Exercise prompt: Please reproduce the records verbatim, from the line with "For every instance of the dark" to the line with "x=586 y=112", and output only those lines.

Supplied information:
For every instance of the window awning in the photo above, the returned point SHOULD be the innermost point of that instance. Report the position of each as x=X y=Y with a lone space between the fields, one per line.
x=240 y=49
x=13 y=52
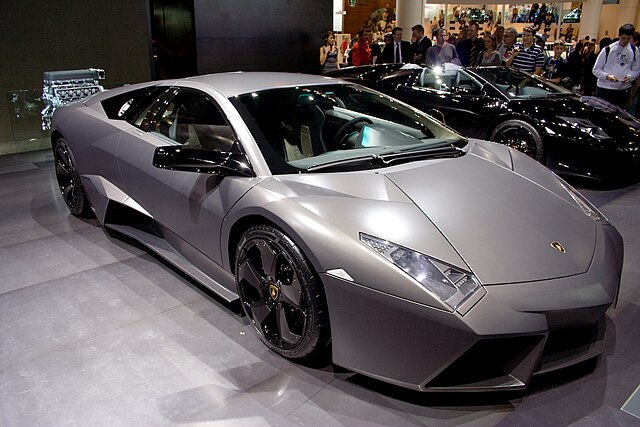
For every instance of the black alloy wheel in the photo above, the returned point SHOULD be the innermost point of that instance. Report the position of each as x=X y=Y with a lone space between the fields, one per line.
x=69 y=181
x=520 y=135
x=281 y=294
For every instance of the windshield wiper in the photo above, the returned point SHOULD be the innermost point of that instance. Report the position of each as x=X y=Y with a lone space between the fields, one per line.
x=437 y=152
x=380 y=161
x=371 y=161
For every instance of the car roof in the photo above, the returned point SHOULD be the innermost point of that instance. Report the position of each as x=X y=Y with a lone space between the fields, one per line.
x=228 y=84
x=240 y=82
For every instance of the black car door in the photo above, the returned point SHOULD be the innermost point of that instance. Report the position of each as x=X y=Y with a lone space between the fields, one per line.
x=454 y=93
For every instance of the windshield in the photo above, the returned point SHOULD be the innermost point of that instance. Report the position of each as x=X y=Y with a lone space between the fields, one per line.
x=299 y=129
x=518 y=84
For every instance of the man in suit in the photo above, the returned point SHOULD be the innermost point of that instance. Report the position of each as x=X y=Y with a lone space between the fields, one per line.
x=421 y=44
x=398 y=51
x=469 y=48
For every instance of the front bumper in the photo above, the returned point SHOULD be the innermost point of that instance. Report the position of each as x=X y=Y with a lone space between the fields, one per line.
x=569 y=157
x=512 y=333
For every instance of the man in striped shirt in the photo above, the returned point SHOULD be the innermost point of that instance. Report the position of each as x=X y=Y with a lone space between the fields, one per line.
x=526 y=55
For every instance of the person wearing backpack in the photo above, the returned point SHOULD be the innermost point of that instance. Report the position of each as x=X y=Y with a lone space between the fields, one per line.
x=616 y=67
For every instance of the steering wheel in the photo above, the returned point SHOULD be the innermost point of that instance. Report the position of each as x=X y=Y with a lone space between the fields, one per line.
x=347 y=128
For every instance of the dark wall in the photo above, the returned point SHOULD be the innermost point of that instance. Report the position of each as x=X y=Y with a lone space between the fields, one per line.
x=274 y=35
x=40 y=36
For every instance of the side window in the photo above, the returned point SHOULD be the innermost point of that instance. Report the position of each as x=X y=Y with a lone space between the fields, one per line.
x=439 y=81
x=192 y=118
x=465 y=81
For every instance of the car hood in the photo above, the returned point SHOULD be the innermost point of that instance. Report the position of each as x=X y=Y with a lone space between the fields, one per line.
x=500 y=223
x=586 y=112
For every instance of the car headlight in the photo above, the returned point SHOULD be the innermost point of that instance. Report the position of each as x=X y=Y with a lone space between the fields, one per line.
x=450 y=284
x=586 y=206
x=586 y=126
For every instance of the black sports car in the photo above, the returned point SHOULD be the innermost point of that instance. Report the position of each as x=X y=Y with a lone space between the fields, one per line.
x=572 y=135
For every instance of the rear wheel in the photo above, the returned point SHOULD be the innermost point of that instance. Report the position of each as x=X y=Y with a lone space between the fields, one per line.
x=281 y=294
x=520 y=135
x=69 y=180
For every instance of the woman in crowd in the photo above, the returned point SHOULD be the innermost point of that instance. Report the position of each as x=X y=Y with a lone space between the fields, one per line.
x=589 y=81
x=574 y=66
x=490 y=56
x=329 y=53
x=555 y=67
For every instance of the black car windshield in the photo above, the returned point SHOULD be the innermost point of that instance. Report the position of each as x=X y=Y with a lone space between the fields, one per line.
x=519 y=84
x=299 y=129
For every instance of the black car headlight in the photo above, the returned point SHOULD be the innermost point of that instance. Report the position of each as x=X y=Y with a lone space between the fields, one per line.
x=450 y=284
x=586 y=126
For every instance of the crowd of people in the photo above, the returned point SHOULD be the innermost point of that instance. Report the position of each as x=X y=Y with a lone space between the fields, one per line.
x=608 y=69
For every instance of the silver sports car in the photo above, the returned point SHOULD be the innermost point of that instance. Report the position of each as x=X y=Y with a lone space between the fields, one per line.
x=343 y=219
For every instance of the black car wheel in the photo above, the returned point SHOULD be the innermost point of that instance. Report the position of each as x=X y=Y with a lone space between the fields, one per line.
x=520 y=135
x=281 y=294
x=69 y=180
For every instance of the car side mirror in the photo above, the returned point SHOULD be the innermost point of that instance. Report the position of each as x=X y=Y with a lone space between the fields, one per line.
x=466 y=90
x=199 y=160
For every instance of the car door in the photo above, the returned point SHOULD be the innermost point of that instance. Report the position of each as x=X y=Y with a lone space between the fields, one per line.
x=454 y=93
x=189 y=206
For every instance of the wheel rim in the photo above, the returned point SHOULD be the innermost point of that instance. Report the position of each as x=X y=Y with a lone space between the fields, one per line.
x=66 y=176
x=519 y=138
x=271 y=293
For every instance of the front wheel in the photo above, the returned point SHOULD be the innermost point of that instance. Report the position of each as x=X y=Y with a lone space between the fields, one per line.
x=520 y=135
x=69 y=180
x=281 y=294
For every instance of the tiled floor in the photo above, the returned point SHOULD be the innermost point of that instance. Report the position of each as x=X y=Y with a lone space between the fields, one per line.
x=97 y=332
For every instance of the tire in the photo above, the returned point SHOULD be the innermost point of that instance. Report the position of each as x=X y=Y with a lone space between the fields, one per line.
x=69 y=181
x=520 y=135
x=281 y=294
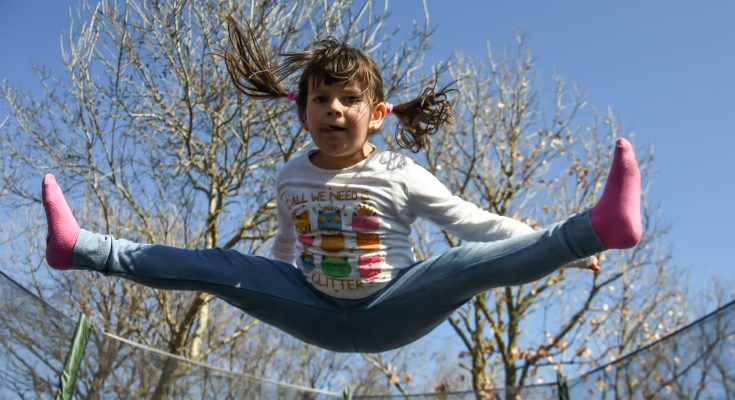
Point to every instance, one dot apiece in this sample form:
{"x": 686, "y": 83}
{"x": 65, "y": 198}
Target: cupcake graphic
{"x": 337, "y": 267}
{"x": 333, "y": 242}
{"x": 370, "y": 266}
{"x": 307, "y": 261}
{"x": 307, "y": 241}
{"x": 368, "y": 241}
{"x": 364, "y": 219}
{"x": 301, "y": 220}
{"x": 329, "y": 219}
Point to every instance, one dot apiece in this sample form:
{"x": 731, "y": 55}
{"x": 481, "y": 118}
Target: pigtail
{"x": 422, "y": 116}
{"x": 249, "y": 66}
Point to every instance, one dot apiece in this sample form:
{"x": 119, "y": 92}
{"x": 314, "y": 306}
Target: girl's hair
{"x": 255, "y": 74}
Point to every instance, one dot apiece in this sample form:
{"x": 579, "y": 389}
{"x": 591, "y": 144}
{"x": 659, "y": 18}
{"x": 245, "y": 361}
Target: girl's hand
{"x": 594, "y": 264}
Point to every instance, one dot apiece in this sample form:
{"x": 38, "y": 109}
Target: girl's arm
{"x": 284, "y": 244}
{"x": 428, "y": 198}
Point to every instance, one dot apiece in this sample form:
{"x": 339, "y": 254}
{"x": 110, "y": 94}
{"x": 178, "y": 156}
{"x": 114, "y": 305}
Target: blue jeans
{"x": 409, "y": 307}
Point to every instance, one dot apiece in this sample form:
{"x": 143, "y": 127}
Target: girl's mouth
{"x": 334, "y": 128}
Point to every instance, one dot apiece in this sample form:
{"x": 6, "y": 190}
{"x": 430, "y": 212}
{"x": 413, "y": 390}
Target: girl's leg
{"x": 429, "y": 292}
{"x": 272, "y": 291}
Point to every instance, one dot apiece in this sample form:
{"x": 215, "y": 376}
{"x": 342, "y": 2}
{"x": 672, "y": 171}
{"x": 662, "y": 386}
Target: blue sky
{"x": 665, "y": 67}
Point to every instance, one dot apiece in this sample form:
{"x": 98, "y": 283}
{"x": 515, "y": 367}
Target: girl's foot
{"x": 63, "y": 229}
{"x": 617, "y": 216}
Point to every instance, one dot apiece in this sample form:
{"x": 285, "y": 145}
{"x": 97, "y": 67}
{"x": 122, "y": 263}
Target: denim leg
{"x": 430, "y": 291}
{"x": 272, "y": 291}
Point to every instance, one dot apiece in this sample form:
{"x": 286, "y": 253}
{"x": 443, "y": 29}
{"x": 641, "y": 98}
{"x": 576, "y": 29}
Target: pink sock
{"x": 63, "y": 229}
{"x": 617, "y": 216}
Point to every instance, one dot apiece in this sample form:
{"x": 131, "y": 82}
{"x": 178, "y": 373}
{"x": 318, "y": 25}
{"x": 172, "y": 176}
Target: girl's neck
{"x": 320, "y": 160}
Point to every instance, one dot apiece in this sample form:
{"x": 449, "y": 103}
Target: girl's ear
{"x": 376, "y": 117}
{"x": 302, "y": 118}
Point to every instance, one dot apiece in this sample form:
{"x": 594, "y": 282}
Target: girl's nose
{"x": 335, "y": 107}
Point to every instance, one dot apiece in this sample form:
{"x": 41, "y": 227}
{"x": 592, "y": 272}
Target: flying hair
{"x": 330, "y": 61}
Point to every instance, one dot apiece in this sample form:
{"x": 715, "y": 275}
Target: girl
{"x": 342, "y": 274}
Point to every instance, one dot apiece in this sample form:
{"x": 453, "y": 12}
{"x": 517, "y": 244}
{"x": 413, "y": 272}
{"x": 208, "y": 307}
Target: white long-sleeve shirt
{"x": 348, "y": 230}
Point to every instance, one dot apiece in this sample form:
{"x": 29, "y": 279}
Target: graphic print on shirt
{"x": 370, "y": 266}
{"x": 330, "y": 219}
{"x": 336, "y": 266}
{"x": 338, "y": 231}
{"x": 301, "y": 220}
{"x": 364, "y": 220}
{"x": 307, "y": 261}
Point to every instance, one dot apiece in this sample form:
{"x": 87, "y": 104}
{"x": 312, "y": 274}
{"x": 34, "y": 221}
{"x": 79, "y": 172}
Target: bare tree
{"x": 152, "y": 143}
{"x": 512, "y": 154}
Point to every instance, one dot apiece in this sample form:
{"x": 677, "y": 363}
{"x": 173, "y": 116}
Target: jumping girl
{"x": 342, "y": 274}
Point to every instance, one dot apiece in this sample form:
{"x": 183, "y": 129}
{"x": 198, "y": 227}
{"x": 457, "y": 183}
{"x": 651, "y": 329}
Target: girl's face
{"x": 339, "y": 118}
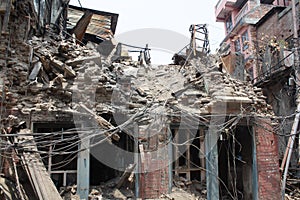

Solution to this exercise:
For every instance of the dark wall in the photo above, the returned point SHOULD be the innermost point of that instance. Report the position of each as x=X y=Y with a lone space between the fields, one per line.
x=274 y=35
x=40 y=36
For every instance of the side window in the photo above, the returned point SHOULD be the innermost point of that instance. Report the position of each as x=X y=Y with a lone space between the fields, one per line.
x=439 y=81
x=192 y=118
x=465 y=81
For every instance of the car hood in the photo above, the returned point SHOULD be the innermost point of that instance. Report the position of each as x=X y=Y with a lone space between the fields, one per line.
x=500 y=223
x=586 y=112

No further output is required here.